▸ GIVEN RECORDS
%%
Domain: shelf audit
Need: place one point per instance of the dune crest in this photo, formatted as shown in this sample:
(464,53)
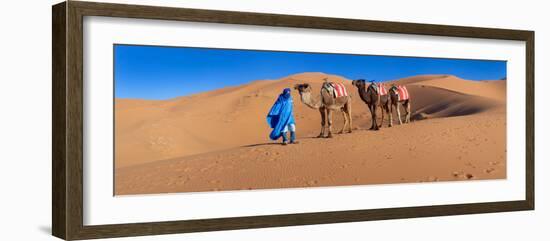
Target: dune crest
(222,119)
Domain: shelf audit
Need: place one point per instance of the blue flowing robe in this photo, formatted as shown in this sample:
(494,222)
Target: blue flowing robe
(281,114)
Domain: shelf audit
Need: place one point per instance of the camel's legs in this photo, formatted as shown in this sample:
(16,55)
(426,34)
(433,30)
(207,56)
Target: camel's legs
(323,121)
(408,109)
(381,112)
(391,114)
(372,108)
(398,113)
(329,120)
(345,120)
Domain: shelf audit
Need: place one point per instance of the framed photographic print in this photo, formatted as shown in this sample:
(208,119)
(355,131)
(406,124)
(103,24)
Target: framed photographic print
(171,120)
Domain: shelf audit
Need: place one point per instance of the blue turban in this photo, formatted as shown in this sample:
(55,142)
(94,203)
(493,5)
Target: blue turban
%%
▸ SET TASK
Reproduce all of the data above with "shelf audit" renamed to "inventory check" at every occurrence and nothing else altered. Leave the pictures out.

▸ OUTPUT BELOW
Domain: inventory check
Need: place one point per instance of the dune crest in this photo, formatted as shown in this sample:
(464,53)
Target: dune crest
(222,119)
Domain: inventory check
Need: place one point per instance of the blue flowing robe in this photo, formatted as shown in this sample:
(494,222)
Target: blue flowing robe
(281,114)
Domain: inventory check
Need: place one point per instance of the camel's legs in this photo, formatted as shown in this sample:
(16,55)
(426,34)
(433,30)
(207,56)
Target: camel's legs
(323,121)
(408,109)
(381,112)
(391,114)
(372,108)
(398,113)
(329,120)
(345,120)
Domain: inventory check
Need: place one point per instance of the framed photographic print in this photo, formatted as shown in this sample:
(208,119)
(355,131)
(406,124)
(103,24)
Target: framed photographic print
(171,120)
Domain: inventory check
Need: place one point per instance of the blue turban in this photo, formatted as shown in this sample:
(55,142)
(94,203)
(493,5)
Target: blue turban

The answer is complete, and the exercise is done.